* [Given data]
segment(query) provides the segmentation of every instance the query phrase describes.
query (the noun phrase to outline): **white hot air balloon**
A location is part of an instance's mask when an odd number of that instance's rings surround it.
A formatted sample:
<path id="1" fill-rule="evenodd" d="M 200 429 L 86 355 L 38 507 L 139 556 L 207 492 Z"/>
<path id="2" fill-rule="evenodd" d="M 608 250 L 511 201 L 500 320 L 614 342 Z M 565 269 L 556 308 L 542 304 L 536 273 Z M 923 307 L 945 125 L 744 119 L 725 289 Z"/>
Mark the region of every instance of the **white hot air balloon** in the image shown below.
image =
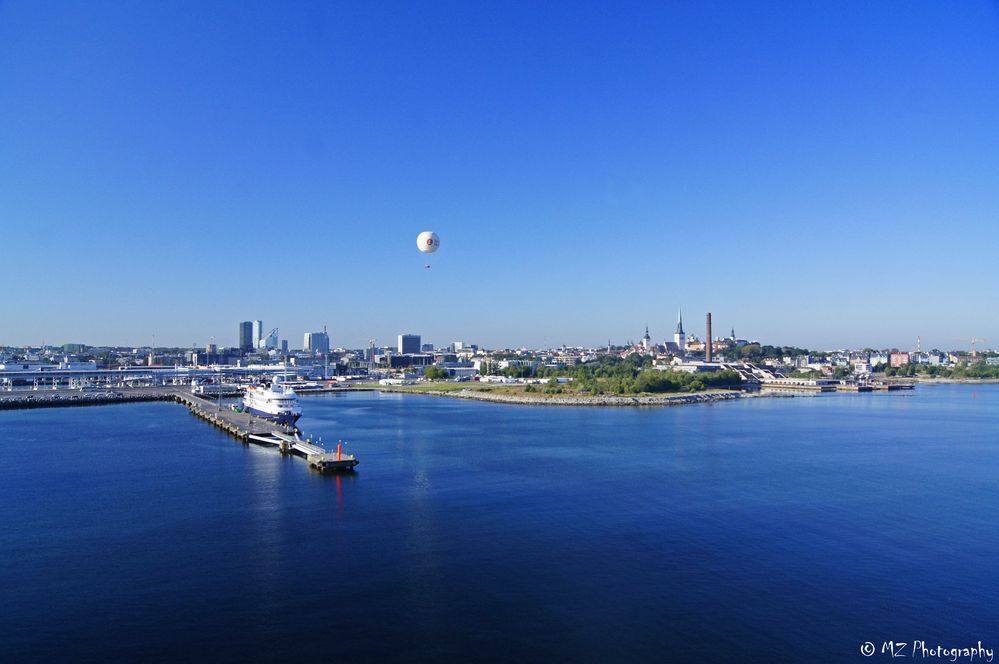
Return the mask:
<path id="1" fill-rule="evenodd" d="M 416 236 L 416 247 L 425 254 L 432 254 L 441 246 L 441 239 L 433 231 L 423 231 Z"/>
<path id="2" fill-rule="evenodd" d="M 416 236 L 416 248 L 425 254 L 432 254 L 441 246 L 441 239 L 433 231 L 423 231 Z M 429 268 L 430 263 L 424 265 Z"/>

---

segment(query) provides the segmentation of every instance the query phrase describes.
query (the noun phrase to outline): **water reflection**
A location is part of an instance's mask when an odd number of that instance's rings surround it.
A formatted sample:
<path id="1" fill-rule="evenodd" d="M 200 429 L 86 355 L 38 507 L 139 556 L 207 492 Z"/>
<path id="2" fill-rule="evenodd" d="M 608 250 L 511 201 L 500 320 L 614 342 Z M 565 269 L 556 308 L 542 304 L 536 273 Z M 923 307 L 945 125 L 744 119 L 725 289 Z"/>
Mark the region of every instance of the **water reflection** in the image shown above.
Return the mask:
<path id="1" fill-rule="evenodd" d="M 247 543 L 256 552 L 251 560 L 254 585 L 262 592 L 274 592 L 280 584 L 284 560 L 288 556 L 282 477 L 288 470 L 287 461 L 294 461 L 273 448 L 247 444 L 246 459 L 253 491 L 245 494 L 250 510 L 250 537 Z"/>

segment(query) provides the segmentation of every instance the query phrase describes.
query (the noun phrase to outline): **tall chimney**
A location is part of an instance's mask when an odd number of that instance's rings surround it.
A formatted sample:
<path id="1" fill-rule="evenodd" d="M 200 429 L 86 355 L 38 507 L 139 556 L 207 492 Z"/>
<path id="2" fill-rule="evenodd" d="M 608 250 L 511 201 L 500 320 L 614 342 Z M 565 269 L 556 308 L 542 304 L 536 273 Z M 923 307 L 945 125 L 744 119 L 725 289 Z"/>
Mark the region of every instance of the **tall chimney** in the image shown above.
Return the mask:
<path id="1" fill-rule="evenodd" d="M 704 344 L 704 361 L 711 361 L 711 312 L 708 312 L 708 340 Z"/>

* [Task to complete] List all lines from the entries that include the word "shown".

* [Response area]
Mark the region of every instance of the **white hot air balloon** in the image shown below.
Mark the region of every instance of the **water reflection** in the image shown above.
Mark the region of every instance of the **tall chimney** in the image shown above.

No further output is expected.